* **Task directions**
Word for word, give the material below again, minus any images.

* **Data entries**
>> begin

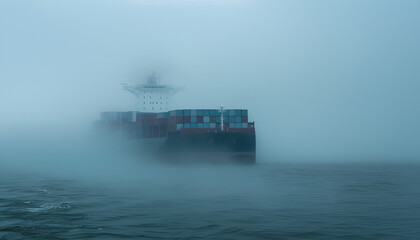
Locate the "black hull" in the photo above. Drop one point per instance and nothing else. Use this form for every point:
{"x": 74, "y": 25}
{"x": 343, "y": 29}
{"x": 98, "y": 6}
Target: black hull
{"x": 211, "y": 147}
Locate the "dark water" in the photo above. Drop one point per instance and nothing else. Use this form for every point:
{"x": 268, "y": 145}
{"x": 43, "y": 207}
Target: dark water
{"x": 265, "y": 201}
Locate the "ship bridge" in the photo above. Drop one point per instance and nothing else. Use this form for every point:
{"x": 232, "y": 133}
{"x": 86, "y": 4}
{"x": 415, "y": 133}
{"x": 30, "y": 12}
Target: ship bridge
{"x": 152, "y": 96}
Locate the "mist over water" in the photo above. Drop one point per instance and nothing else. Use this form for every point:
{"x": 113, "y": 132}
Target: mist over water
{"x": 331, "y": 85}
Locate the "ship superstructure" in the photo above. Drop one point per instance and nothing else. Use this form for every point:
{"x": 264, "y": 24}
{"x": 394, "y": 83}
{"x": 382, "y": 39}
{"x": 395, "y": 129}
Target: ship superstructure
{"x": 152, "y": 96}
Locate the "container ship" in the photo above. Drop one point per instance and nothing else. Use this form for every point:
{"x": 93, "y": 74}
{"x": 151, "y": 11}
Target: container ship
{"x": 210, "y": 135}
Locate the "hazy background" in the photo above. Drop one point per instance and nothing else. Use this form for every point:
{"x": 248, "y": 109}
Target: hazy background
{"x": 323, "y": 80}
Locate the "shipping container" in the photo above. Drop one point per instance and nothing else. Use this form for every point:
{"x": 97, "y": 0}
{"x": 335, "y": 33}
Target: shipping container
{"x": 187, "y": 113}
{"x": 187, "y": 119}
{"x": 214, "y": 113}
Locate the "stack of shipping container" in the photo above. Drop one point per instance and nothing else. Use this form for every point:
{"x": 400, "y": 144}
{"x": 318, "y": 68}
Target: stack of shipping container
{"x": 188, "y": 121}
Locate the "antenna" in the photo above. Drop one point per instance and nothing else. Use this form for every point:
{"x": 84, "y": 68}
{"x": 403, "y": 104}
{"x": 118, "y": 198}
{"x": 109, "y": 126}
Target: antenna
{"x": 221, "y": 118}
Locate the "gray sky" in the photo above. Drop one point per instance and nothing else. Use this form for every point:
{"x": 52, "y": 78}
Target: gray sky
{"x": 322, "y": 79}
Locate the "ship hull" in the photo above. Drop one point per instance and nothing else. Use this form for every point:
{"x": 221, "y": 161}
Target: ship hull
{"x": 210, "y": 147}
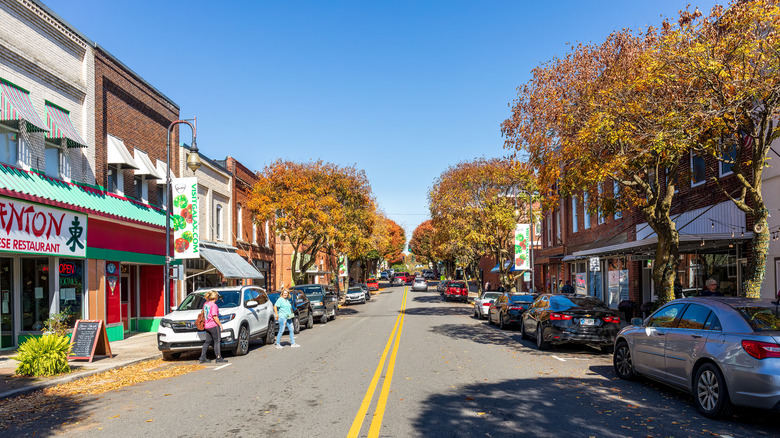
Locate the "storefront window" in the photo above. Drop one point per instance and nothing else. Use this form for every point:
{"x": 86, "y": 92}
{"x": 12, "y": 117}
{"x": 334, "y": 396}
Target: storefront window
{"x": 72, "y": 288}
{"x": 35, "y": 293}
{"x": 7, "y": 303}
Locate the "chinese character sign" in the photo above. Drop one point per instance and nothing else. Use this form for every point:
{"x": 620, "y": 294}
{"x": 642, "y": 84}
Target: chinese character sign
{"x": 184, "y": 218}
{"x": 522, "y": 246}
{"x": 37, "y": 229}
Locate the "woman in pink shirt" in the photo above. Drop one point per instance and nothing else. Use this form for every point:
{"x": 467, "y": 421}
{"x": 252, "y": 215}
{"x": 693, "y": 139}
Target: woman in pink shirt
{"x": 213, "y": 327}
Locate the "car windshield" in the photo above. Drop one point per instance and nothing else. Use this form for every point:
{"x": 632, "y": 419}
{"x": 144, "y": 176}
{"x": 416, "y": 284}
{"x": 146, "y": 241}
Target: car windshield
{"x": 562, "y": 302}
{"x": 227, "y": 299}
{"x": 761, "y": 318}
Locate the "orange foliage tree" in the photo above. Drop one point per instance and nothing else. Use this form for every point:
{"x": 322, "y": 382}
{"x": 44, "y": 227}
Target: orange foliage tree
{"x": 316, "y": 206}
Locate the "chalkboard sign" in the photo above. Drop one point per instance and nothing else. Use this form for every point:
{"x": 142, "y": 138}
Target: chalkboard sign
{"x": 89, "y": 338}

>> end

* **Exercise solution**
Locate the "black hull" in the photo above. Drop one point per instance and nothing else. Use this form for every point:
{"x": 74, "y": 25}
{"x": 343, "y": 29}
{"x": 98, "y": 6}
Target: black hull
{"x": 211, "y": 147}
Locate the "dark water" in the photo above. Drop one point per instance and nothing else. Use this form for every point:
{"x": 268, "y": 145}
{"x": 43, "y": 207}
Target: dark water
{"x": 265, "y": 201}
Locate the "ship bridge" in the photo above. Drop one point per instance and nothing else. Use this form for every point:
{"x": 232, "y": 133}
{"x": 86, "y": 4}
{"x": 415, "y": 133}
{"x": 30, "y": 12}
Target: ship bridge
{"x": 152, "y": 96}
Locate the "mist over water" in the photo above. Drop one point per instance and nothing else. Use this form for every point:
{"x": 113, "y": 132}
Target: mist over water
{"x": 331, "y": 85}
Locate the "ship superstructure" in the photo above. Drop one point per instance and nothing else. Use this form for every point:
{"x": 264, "y": 24}
{"x": 394, "y": 83}
{"x": 382, "y": 39}
{"x": 395, "y": 129}
Target: ship superstructure
{"x": 152, "y": 96}
Locate the "container ship" in the photo above. Drop one point per instance and nothing else. Use this form for every point:
{"x": 93, "y": 74}
{"x": 151, "y": 11}
Target: container ship
{"x": 210, "y": 135}
Locate the "hazy background" in the photo above. Drop one point per instance and nothing else. Use this form for every point:
{"x": 248, "y": 109}
Target: hazy background
{"x": 323, "y": 80}
Locate the "shipping container" in the photo above. Drop one point per instance and nothing else. Use this form for every point:
{"x": 97, "y": 0}
{"x": 335, "y": 33}
Target: shipping container
{"x": 187, "y": 113}
{"x": 187, "y": 119}
{"x": 214, "y": 113}
Locate the "stack of shipping container" in the photo above. Drop one point per instance and nothing else. Use this form for every point:
{"x": 400, "y": 144}
{"x": 318, "y": 68}
Target: stack of shipping container
{"x": 188, "y": 121}
Locate the "antenna" in the photo above. Drop one point per instance and nothing else. Use this form for every point:
{"x": 84, "y": 68}
{"x": 403, "y": 104}
{"x": 118, "y": 198}
{"x": 109, "y": 126}
Target: antenna
{"x": 221, "y": 118}
Locate the "gray sky" in the photo above. Drop one point per instance and nothing else. Use this form for every point:
{"x": 52, "y": 78}
Target: gray sky
{"x": 322, "y": 79}
Locate the "ship hull" in the photo above. Drop one point per instance and nothing else. Use this form for every point:
{"x": 221, "y": 161}
Target: ship hull
{"x": 210, "y": 147}
Locate the "storefront window" in the photo above. Drop one point per instance and nothing else. Use this form for every point:
{"x": 86, "y": 92}
{"x": 12, "y": 117}
{"x": 334, "y": 396}
Target: storefront window
{"x": 72, "y": 288}
{"x": 35, "y": 293}
{"x": 7, "y": 303}
Locate the "chinese character sign" in the photo above. Drop one point per instance and nothing else. Use this form for every point:
{"x": 620, "y": 294}
{"x": 642, "y": 84}
Target: chinese character sign
{"x": 184, "y": 218}
{"x": 522, "y": 246}
{"x": 37, "y": 229}
Locate the "woman in pink shirt" in the photo above. Drop one point per instance and nothing else. Use this form for every point:
{"x": 467, "y": 421}
{"x": 252, "y": 215}
{"x": 693, "y": 139}
Target: woman in pink shirt
{"x": 213, "y": 327}
Locate the "car windshield" in the photo above. Drop one point per instance and nothing else. Use this form for every point:
{"x": 632, "y": 419}
{"x": 144, "y": 176}
{"x": 416, "y": 284}
{"x": 146, "y": 241}
Target: car windshield
{"x": 562, "y": 302}
{"x": 227, "y": 299}
{"x": 761, "y": 318}
Locate the "orange foliage tree" in the photo above. Drop one point per instance and nothing else. Use this form for every point:
{"x": 322, "y": 382}
{"x": 44, "y": 227}
Target: orange foliage tree
{"x": 316, "y": 206}
Locate the "chalkboard sign" in the photo above. Drop one point per instance and nothing else. Use this form for every point:
{"x": 142, "y": 138}
Target: chalkboard sign
{"x": 89, "y": 338}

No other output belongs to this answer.